→ What to do: Write out every entry exactly as it stands.

→ Provided material:

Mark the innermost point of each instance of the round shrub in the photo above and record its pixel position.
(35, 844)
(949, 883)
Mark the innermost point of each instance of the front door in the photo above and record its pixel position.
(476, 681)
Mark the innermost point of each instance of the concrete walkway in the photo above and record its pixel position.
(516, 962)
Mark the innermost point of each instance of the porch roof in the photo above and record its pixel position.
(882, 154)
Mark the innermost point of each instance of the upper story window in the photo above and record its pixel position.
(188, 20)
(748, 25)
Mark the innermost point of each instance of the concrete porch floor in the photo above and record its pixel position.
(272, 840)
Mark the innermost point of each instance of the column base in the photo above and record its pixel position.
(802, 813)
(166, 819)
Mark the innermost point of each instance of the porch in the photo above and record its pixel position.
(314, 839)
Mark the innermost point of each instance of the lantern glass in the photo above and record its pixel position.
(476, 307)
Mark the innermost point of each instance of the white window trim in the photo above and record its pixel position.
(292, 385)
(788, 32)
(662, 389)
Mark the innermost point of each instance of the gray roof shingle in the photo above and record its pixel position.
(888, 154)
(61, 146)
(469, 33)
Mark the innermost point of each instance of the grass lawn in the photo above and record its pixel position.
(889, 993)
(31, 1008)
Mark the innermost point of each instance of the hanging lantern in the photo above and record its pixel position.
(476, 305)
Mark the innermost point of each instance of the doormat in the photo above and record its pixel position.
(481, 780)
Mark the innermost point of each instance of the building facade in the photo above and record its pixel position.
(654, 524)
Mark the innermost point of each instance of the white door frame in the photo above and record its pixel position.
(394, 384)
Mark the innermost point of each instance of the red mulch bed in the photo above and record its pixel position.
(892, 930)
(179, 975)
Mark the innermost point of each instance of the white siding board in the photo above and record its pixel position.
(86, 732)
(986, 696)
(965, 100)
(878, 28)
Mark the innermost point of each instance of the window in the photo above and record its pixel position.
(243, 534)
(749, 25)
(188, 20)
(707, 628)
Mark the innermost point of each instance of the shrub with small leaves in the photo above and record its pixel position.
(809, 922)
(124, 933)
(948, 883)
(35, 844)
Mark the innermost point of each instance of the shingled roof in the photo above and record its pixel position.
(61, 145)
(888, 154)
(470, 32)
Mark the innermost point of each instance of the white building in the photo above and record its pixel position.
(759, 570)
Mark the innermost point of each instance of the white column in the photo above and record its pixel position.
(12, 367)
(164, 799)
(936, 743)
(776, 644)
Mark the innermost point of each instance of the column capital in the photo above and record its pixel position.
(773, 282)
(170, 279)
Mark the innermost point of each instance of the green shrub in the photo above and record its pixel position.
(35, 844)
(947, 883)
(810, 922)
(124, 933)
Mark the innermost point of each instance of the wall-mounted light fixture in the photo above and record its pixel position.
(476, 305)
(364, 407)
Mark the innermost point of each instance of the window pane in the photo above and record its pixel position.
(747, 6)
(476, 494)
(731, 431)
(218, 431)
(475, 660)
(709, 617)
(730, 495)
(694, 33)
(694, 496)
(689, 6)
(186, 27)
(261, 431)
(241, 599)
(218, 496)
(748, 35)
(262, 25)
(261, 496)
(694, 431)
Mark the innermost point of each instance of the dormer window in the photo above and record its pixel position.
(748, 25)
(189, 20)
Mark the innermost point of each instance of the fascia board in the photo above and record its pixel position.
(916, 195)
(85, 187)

→ Result:
Mark the innermost point of each instance of the round shrub in the photo above and record its pixel position.
(35, 844)
(949, 883)
Mark the innermost point of each instance of the front door in the photo above and record its pixel position.
(476, 681)
Mark the innermost point of each instance of the concrete walkway in the photo above and record its pixel position.
(516, 962)
Mark the innermost point of each instance of the porch roof in the photo above and record its pixel position.
(882, 154)
Mark the innermost point of each instance of the upper story window in the photo above and record its pixel position.
(188, 20)
(748, 25)
Mark the innermost point of each instance of the concrete porch floor in the photo above and record its pixel position.
(272, 840)
Mark the innermost point of each instance of the column base in the photo above and record its pixel position.
(802, 813)
(166, 819)
Mark the innermost point of each instance of the porch in the photo above and record its pixel position.
(314, 839)
Mark the innermost point of each instance of the lantern glass in the photo above and record its pixel position.
(476, 307)
Mark the innermost point of each instance of the white window trim in the photo above and record its pixel position.
(292, 385)
(788, 32)
(662, 389)
Mark the innermost point of each instance of the gray roof shingle in the photo above and record its pixel position.
(888, 154)
(61, 146)
(469, 33)
Mark the innermost point of each instance of the grass lawn in the photo above and record its pixel position.
(889, 993)
(31, 1008)
Mark the innermost point of each instance of the hanging lantern in the photo above and record its pixel position.
(476, 305)
Mark the innermost point of each instance of the doormat in the photo above and record its pixel position.
(481, 780)
Mark the innermost point of each instance of the building facade in the photo above and record its pixel position.
(654, 524)
Mark the innermost point of each instance of the white door frame in the photo above and record its pixel position.
(394, 384)
Mark the innermost point of each instance of the red mulch bed in the photo above and record its pixel position.
(892, 930)
(179, 975)
Mark the innermost point of each instance of the white siding board in the photo above and record its pixel position.
(86, 732)
(986, 696)
(965, 100)
(878, 28)
Mark the innermost point of each instance of the window in the photo above and record its pixel position.
(243, 534)
(749, 25)
(188, 20)
(707, 628)
Mark the innermost point of each instance of the shrub with small leaves in the photo above and record its pixel position.
(809, 922)
(124, 933)
(948, 883)
(35, 844)
Mark the innermost point of each instance of the shingled roof in the photo above and record its pixel position.
(61, 145)
(888, 154)
(470, 32)
Mark the innermost point of each instance of the white building in the photo above and record its pixel position.
(759, 570)
Mark the innermost point of each instance of the white column in the photo above and record its pixel position.
(12, 367)
(164, 799)
(936, 743)
(776, 644)
Mark the innermost point of each instance of the column capital in the photo above and record its pixel position.
(773, 282)
(170, 279)
Mark the innermost point of each instance of the green shrub in the photo above and record its pixel position.
(35, 844)
(947, 883)
(810, 922)
(124, 933)
Mark the innermost point of each instance of the wall-mounted light fixture in the photo above and record its pixel position.
(476, 305)
(364, 407)
Mark the innermost point of each instance of the window pane in the photo above and record its pixel position.
(747, 6)
(476, 494)
(731, 431)
(218, 431)
(475, 660)
(709, 617)
(730, 495)
(694, 33)
(694, 496)
(689, 6)
(186, 27)
(261, 431)
(241, 599)
(218, 496)
(748, 35)
(262, 25)
(261, 496)
(694, 431)
Mark the innermost point of each instance of the dormer window in the photo above and record its pixel position.
(748, 25)
(189, 20)
Mark the innermost point of each instance of the fascia board in the photo above and record its pixel position.
(916, 195)
(85, 187)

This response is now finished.